[Dataset entries]

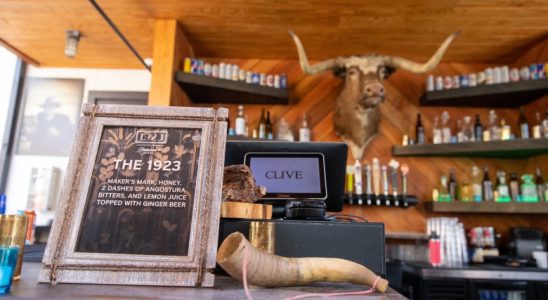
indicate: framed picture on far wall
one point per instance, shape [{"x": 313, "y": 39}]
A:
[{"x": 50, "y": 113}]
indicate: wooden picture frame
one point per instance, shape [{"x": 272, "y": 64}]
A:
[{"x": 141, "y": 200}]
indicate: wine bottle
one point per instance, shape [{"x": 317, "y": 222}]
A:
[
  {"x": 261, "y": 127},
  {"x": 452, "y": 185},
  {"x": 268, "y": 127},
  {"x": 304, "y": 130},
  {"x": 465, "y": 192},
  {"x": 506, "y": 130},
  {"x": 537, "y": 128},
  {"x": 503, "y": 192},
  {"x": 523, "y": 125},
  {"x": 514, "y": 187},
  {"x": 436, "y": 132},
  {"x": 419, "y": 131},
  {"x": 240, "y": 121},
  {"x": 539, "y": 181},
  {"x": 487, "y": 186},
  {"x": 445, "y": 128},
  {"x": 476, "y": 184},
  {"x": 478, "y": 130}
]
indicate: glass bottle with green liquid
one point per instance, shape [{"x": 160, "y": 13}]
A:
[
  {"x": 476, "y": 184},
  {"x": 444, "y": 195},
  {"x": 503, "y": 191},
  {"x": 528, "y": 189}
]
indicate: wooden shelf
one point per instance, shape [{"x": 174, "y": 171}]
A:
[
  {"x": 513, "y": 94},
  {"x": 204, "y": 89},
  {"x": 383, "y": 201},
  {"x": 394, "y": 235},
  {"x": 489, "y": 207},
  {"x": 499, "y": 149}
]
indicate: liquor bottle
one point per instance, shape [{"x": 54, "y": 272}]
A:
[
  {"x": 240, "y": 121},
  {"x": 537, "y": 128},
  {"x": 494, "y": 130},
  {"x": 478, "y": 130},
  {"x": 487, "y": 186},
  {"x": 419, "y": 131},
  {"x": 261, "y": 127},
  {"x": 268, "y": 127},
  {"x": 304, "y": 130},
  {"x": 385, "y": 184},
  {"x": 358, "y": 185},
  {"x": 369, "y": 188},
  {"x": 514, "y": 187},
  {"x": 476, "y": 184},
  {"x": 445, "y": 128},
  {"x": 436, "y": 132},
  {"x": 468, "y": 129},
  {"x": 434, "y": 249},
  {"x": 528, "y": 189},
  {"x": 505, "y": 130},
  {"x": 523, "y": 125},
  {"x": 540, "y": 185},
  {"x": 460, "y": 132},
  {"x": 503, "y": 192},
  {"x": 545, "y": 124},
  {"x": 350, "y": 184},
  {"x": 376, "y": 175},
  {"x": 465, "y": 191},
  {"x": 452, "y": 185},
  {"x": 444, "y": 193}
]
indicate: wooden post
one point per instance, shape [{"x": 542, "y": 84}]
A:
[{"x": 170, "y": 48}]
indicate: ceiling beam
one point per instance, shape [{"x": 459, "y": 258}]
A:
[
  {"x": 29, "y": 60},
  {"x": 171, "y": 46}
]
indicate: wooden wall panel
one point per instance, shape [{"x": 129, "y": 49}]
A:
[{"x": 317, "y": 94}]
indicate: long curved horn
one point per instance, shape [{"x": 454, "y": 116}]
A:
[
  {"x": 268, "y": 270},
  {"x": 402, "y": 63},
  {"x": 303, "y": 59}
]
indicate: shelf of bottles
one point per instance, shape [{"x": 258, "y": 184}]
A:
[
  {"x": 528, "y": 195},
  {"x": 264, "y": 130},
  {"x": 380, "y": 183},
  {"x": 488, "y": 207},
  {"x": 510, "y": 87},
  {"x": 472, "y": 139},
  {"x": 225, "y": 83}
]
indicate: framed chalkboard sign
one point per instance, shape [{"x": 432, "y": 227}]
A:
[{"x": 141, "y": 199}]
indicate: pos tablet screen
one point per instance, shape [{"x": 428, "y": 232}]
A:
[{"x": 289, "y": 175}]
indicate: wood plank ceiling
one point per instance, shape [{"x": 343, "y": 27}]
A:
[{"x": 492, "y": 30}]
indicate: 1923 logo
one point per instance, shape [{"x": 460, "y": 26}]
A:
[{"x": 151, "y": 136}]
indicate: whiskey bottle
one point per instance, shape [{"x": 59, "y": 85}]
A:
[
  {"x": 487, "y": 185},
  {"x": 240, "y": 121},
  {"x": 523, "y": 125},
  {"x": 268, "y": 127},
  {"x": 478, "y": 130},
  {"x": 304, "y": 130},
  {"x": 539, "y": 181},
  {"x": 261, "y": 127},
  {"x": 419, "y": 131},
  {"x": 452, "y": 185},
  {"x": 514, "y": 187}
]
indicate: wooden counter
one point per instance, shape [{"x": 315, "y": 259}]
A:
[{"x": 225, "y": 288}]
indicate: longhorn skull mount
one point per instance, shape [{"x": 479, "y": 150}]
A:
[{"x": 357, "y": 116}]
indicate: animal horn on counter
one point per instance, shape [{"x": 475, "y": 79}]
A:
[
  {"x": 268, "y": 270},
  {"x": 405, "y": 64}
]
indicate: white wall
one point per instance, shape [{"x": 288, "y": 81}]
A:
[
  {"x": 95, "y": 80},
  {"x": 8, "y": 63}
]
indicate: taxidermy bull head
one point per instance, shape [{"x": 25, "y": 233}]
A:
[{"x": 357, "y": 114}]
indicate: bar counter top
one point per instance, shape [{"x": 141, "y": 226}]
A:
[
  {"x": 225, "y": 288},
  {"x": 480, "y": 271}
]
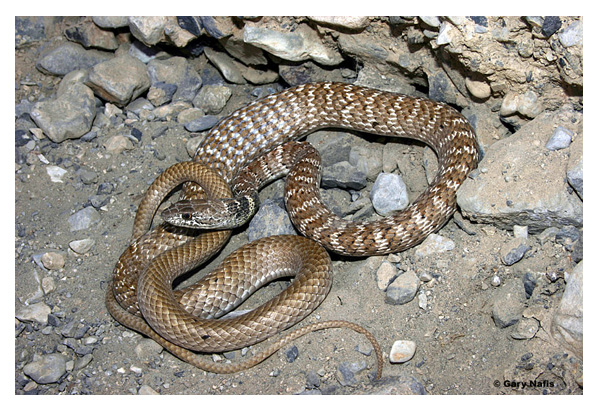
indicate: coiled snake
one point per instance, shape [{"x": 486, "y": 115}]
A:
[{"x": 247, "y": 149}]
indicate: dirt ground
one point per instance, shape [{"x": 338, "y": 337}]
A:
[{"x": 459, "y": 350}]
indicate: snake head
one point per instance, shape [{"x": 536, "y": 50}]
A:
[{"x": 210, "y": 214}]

**WORK REQUEST:** Which lines of the records above contain the word "framed"? Report each one in full.

**ANSWER TO THIS PROBLEM:**
indicate: framed picture on far wall
indicate: framed chalkboard sign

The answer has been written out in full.